**Task directions**
Return all the data below as it stands, minus the pictures.

**Records shown**
━━━━━━━━━━━━━━━━

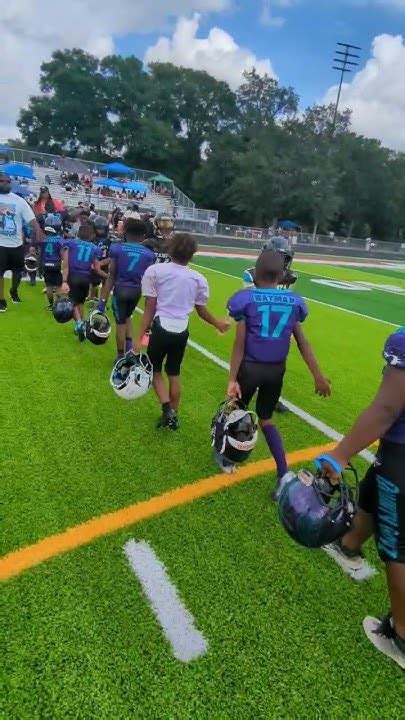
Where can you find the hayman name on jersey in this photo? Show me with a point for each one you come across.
(279, 298)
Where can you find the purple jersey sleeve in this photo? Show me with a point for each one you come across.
(237, 304)
(303, 311)
(131, 262)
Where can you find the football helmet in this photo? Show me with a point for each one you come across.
(63, 310)
(316, 512)
(234, 431)
(132, 376)
(249, 278)
(394, 350)
(52, 224)
(31, 263)
(97, 328)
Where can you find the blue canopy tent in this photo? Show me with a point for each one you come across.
(135, 186)
(119, 168)
(20, 189)
(5, 150)
(19, 170)
(105, 182)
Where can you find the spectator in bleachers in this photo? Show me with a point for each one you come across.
(132, 212)
(45, 203)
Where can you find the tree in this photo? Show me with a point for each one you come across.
(262, 101)
(71, 114)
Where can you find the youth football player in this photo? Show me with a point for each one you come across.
(79, 258)
(267, 317)
(172, 291)
(128, 262)
(382, 495)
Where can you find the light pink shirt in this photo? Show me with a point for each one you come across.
(177, 288)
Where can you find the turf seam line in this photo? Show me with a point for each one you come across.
(84, 533)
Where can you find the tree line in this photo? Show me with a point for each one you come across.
(249, 154)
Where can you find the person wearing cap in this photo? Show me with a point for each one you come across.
(45, 203)
(14, 213)
(132, 212)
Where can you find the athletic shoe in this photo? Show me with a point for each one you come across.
(352, 562)
(281, 483)
(225, 465)
(79, 331)
(383, 636)
(15, 297)
(281, 408)
(169, 420)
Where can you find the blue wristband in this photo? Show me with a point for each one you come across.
(331, 461)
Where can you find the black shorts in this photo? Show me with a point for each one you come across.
(52, 276)
(167, 345)
(265, 378)
(79, 288)
(124, 303)
(382, 495)
(11, 259)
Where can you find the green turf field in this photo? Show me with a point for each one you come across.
(283, 625)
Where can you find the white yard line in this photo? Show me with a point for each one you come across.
(318, 302)
(177, 623)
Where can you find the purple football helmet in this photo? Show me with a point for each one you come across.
(313, 511)
(394, 350)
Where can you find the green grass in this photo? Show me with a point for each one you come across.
(283, 624)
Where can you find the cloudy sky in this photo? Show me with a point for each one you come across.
(291, 39)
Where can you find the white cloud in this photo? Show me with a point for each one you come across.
(32, 29)
(267, 18)
(218, 53)
(376, 94)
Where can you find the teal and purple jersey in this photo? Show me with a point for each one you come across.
(270, 316)
(50, 250)
(131, 261)
(82, 255)
(394, 355)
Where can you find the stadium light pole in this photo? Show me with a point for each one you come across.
(344, 61)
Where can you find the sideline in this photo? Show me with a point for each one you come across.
(27, 557)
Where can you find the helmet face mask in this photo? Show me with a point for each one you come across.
(234, 431)
(315, 512)
(97, 328)
(132, 376)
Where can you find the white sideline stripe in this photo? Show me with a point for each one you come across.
(309, 419)
(318, 302)
(176, 621)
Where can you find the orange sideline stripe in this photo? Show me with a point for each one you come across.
(27, 557)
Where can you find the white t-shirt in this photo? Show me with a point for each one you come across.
(13, 212)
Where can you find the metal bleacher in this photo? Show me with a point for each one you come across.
(153, 202)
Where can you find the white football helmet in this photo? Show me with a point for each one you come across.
(132, 376)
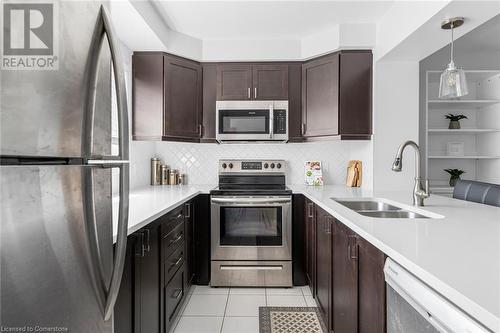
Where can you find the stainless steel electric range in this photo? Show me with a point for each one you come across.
(251, 225)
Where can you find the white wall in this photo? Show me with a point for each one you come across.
(395, 121)
(476, 50)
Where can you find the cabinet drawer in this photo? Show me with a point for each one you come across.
(171, 220)
(171, 242)
(173, 262)
(174, 292)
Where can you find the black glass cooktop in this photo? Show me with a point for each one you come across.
(255, 189)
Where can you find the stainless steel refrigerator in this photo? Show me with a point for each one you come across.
(64, 159)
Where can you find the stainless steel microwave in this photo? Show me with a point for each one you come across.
(251, 121)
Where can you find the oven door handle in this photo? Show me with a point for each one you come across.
(250, 200)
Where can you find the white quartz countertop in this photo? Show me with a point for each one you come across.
(149, 203)
(457, 254)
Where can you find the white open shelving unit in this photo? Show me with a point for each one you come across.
(480, 133)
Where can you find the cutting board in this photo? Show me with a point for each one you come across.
(354, 173)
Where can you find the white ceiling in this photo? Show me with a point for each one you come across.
(482, 39)
(261, 20)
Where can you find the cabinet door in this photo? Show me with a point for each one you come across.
(324, 265)
(371, 288)
(182, 98)
(202, 239)
(189, 244)
(147, 281)
(355, 93)
(310, 246)
(320, 96)
(123, 316)
(295, 102)
(209, 99)
(270, 82)
(345, 280)
(147, 96)
(234, 82)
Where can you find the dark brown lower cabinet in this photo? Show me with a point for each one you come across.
(137, 307)
(371, 288)
(324, 252)
(345, 280)
(345, 273)
(359, 304)
(189, 211)
(159, 270)
(310, 244)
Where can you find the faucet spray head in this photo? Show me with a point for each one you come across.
(397, 165)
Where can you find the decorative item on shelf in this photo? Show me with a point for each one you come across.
(454, 175)
(455, 149)
(452, 82)
(155, 171)
(354, 173)
(313, 173)
(173, 177)
(455, 120)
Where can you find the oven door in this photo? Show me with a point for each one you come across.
(244, 121)
(251, 228)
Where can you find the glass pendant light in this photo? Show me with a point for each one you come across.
(452, 83)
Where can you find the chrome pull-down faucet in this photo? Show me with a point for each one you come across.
(419, 193)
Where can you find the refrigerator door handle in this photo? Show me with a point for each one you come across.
(103, 27)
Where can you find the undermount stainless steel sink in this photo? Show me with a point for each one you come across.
(367, 205)
(379, 209)
(395, 214)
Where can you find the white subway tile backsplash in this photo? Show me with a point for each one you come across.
(199, 161)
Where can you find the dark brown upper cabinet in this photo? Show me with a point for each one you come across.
(167, 97)
(234, 81)
(252, 81)
(337, 95)
(270, 82)
(320, 96)
(295, 102)
(209, 99)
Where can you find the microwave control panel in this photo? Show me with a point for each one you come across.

━━━━━━━━━━━━━━━━

**Exercise output**
Where can you find the hayman name on jersey in this photo? Show me with a point for each one you come across.
(279, 298)
Where can you find the purple jersey sleeve in this photo? Show me with a point for each one you come across.
(237, 304)
(303, 311)
(131, 262)
Where can you find the football helmet in this photo? Show me with a point for each one you come across.
(63, 310)
(316, 512)
(234, 431)
(132, 376)
(249, 278)
(394, 350)
(52, 224)
(31, 263)
(97, 328)
Where can you find the blue canopy tent in this photo? Show me with a point for each one you come across.
(135, 186)
(119, 168)
(20, 189)
(5, 150)
(19, 170)
(105, 182)
Where can you find the spectator in bleachers in this photo? Show me with a point for each one you come across.
(132, 212)
(45, 203)
Where can you find the tree in this photo? Show me with a point for each one you come across.
(262, 101)
(71, 114)
Where can you find the youth football player in this photo? Show me with a point for each one you come across.
(79, 258)
(267, 317)
(172, 291)
(128, 262)
(382, 495)
Where can you find the light pink shirt in this photo? Show me with a point for each one you come across.
(177, 288)
Where can you find the turf seam line in this photo? Show me with a point for each one you come across.
(84, 533)
Where can you find the tree line in this photo? Show me with a point for each one you come across.
(249, 154)
Where can you find the person wearing cap in this photo? Show me with a point for each one you come across.
(45, 203)
(14, 213)
(132, 212)
Where can you find the athletic shoe in this photo? Show me with a point for each one you come across.
(352, 562)
(281, 483)
(225, 465)
(79, 331)
(383, 636)
(15, 297)
(281, 408)
(169, 420)
Where can you find the blue wristband in this photo? Show me with a point for each one you come across.
(331, 461)
Where can you find the black shorts in this photo? Show me with a point for each one you come across.
(52, 276)
(167, 345)
(265, 378)
(79, 288)
(124, 303)
(382, 495)
(11, 259)
Where can you find the green turf field in this photo? Show me with a point for each one you come across.
(283, 625)
Where can you find the white yard line in this photo? Show me with a point for each one you come across.
(318, 302)
(177, 623)
Where can you find the purple football helmet in this photo? Show me with a point for each one you come across.
(313, 511)
(394, 350)
Where can you find the green grass in this photo? Show me with a point for each one you come across.
(283, 624)
Where can you find the cloudy sky in this photo? Show me with a point for each one you come across.
(291, 39)
Where can you find the white cloud in this photo? Show me with a point for each one you come across.
(32, 29)
(267, 18)
(218, 53)
(376, 94)
Where can you find the teal and purple jersey in this photo? Show me with a point for each one you come across.
(270, 316)
(50, 250)
(131, 261)
(82, 255)
(394, 355)
Where can you find the stadium light pole in this photo? Show me with a point for each one you come across.
(344, 61)
Where can you find the sideline in this photo? Show me with a point for each one you come across.
(27, 557)
Where can you find the helmet face mask in this photo? Show me with a point for each one you come across.
(234, 431)
(315, 512)
(97, 328)
(132, 376)
Where can you find the white sideline stripe in this photo? Show me with a point for each one you come across.
(309, 419)
(318, 302)
(176, 621)
Where can you find the orange sideline stripe in this photo? Show me with a point for each one you come across.
(27, 557)
Where can you find the white t-shirt in this photo? Show me with a point for each one you come across.
(13, 212)
Where can you find the metal bleacher in this photo? Show me with a point for each one you come across.
(153, 202)
Where can you find the white football helmet in this photo? Show me with a point for each one you come across.
(132, 376)
Where can you find the stainless steel electric range in this photo? Show me with a point for each one you come across.
(251, 225)
Where can you find the white wall in this photo? Show me with a point for each one you come across.
(395, 121)
(476, 50)
Where can you find the cabinet drawer in this photo? Show me with a point for each one you come across.
(171, 220)
(171, 242)
(173, 262)
(174, 292)
Where can you find the black glass cooktop in this photo? Show me with a point for each one you come across.
(255, 189)
Where can you find the stainless steel refrigerator in this photo? Show me with a point for each one you come across.
(64, 159)
Where can you find the stainless steel microwave in this photo? Show me with a point for each one you come across.
(251, 121)
Where can you find the oven door handle in this photo? Show me with a point for each one you come across.
(250, 200)
Where can you find the white quartz countertop in this photo? Show me with a point for each one you come across.
(149, 203)
(457, 254)
Where can you find the white open shelving unit in this photo? Show me with a point for each one you come across.
(480, 133)
Where can you find the cutting board in this photo? Show me with a point for each one you come across.
(354, 173)
Where can you find the white ceiling in this photo? Show me with a point for each one you come across.
(482, 39)
(261, 20)
Where can you find the cabinet door in this photo? Show me with a point for each one you come across.
(324, 265)
(371, 288)
(182, 98)
(202, 239)
(189, 244)
(147, 281)
(355, 93)
(310, 246)
(320, 96)
(123, 316)
(295, 102)
(209, 99)
(270, 82)
(345, 280)
(147, 96)
(234, 82)
Where can you find the dark brown lower cabinet in this photo? Show me with a point for each one you come across.
(137, 307)
(371, 288)
(324, 252)
(345, 280)
(345, 273)
(359, 304)
(189, 211)
(159, 270)
(310, 244)
Where can you find the faucet spray head in this photo? Show me with a point for each one you come across.
(397, 165)
Where can you find the decorative item on shelf in this photo? Show me with a point for each one you come across.
(454, 175)
(455, 149)
(452, 82)
(155, 171)
(354, 173)
(313, 173)
(173, 177)
(455, 120)
Where can you find the oven door in this photo? Show me with a point for each one you come across.
(244, 121)
(251, 228)
Where can you find the glass pendant light in this photo? Show me with a point for each one you come across.
(452, 83)
Where can you find the chrome pull-down faucet in this photo? Show me with a point for each one you come across.
(419, 193)
Where can you find the refrigerator door handle in this photo? Show me with a point for each one you come across.
(103, 27)
Where can you find the undermount stainless steel sink in this photo? Show me with a point for each one you come across.
(367, 205)
(379, 209)
(395, 214)
Where can you find the white subway tile backsplash in this photo? Show me with a point for each one you come across.
(199, 161)
Where can you find the dark brown upper cabinet in this photo? Show me with a point for each one you come across.
(167, 97)
(234, 81)
(252, 81)
(337, 95)
(270, 82)
(320, 96)
(295, 102)
(209, 99)
Where can you find the microwave control panel in this photo? Show me with a point for each one you come across.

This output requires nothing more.